To do: Report each line of the data below that contains the word "elephant", copying every such line in full.

Provided data:

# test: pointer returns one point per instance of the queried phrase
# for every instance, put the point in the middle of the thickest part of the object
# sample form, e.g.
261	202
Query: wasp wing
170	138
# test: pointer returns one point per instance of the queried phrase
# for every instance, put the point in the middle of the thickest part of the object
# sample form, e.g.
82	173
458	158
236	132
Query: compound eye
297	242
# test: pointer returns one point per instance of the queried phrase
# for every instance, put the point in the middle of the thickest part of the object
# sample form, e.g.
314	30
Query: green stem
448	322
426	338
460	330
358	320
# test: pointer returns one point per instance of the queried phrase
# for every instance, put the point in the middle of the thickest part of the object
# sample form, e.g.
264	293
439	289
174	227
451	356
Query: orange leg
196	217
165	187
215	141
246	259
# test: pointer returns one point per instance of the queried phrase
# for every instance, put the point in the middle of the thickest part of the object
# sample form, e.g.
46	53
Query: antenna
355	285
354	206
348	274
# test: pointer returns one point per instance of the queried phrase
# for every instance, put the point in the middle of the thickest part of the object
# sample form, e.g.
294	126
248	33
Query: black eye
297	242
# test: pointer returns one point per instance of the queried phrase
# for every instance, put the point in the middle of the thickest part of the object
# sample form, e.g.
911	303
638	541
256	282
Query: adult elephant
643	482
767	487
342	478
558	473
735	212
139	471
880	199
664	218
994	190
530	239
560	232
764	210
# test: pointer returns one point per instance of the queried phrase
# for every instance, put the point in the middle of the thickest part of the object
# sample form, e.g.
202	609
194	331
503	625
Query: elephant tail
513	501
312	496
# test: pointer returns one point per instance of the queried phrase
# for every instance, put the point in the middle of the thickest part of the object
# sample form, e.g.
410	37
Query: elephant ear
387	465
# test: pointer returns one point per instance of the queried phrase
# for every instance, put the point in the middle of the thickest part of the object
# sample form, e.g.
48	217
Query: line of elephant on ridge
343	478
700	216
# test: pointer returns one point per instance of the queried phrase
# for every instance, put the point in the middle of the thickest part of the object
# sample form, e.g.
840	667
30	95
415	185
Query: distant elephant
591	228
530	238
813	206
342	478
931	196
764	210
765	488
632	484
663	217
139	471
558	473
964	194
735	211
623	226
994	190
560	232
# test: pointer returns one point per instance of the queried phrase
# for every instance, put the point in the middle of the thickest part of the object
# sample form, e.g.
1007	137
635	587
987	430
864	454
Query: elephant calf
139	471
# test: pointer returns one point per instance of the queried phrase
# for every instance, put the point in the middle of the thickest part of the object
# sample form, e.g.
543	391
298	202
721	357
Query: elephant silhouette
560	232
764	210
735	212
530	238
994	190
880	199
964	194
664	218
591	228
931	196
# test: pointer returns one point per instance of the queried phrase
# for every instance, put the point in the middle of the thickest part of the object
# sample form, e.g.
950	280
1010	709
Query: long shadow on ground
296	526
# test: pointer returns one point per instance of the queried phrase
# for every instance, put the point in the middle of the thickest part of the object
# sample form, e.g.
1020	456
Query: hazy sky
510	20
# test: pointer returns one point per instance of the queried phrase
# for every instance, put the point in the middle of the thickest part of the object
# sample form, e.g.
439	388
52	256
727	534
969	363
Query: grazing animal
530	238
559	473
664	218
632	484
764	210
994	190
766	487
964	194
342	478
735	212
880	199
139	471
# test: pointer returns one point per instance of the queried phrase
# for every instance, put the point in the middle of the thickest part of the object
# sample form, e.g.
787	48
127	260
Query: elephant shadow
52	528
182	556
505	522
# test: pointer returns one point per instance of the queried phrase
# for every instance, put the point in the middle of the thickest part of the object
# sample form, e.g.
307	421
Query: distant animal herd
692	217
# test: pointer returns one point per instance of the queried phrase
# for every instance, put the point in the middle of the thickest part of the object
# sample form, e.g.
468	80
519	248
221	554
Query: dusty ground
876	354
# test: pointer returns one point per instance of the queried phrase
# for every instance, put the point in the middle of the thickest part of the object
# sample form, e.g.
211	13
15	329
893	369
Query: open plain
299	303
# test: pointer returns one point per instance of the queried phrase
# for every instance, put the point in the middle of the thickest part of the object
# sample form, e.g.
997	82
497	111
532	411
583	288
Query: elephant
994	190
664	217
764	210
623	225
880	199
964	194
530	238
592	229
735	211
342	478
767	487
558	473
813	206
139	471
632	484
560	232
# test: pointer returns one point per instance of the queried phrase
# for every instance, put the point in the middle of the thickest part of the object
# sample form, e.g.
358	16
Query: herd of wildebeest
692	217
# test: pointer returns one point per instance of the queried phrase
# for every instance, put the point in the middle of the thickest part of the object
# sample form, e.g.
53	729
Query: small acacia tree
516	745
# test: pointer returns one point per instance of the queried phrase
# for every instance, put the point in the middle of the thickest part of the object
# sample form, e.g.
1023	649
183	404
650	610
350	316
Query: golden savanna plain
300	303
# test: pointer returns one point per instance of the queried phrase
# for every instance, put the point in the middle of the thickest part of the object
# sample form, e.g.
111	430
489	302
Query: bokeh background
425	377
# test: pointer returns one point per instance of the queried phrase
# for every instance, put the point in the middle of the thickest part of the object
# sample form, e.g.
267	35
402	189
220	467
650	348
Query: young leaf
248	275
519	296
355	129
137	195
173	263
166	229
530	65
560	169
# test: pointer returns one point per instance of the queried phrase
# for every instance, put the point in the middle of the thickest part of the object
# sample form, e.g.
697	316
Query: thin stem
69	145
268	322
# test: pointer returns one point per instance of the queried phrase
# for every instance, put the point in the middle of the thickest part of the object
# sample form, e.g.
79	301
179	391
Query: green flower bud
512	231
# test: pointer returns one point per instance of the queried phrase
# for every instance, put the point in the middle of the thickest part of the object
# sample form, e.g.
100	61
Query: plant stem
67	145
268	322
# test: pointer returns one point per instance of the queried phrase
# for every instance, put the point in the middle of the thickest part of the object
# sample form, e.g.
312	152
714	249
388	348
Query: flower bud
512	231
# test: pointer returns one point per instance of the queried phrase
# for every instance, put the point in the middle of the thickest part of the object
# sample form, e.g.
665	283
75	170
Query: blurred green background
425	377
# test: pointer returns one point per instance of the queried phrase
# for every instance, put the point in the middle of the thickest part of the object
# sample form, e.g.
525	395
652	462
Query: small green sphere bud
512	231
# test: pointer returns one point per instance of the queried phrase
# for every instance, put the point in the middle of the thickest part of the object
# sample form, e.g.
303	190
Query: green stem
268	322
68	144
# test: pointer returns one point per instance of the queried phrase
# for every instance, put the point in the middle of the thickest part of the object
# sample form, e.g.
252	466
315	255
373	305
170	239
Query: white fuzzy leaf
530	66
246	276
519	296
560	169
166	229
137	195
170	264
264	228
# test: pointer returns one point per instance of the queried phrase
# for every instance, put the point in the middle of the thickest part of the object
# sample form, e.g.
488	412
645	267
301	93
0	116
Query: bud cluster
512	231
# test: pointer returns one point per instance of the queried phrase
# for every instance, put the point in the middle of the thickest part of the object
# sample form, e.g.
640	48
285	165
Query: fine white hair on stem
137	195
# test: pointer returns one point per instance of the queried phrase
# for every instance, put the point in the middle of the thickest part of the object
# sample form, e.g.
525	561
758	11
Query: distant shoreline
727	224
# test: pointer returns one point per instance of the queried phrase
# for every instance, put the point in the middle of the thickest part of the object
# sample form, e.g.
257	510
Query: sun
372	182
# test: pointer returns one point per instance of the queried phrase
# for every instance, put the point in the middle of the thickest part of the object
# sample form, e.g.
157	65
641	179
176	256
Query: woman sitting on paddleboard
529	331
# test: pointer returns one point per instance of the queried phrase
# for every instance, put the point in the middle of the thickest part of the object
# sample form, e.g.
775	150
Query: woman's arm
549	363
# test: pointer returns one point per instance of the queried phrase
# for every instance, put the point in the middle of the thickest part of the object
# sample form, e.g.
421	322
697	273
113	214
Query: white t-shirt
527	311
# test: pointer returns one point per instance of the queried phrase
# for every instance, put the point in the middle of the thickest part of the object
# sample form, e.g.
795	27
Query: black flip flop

Response:
Query: adult elephant
Query: elephant tail
Query: elephant ear
Query: line of elephant on ridge
Query: distant elephant
Query: elephant calf
Query: elephant silhouette
Query: elephant shadow
Query: elephant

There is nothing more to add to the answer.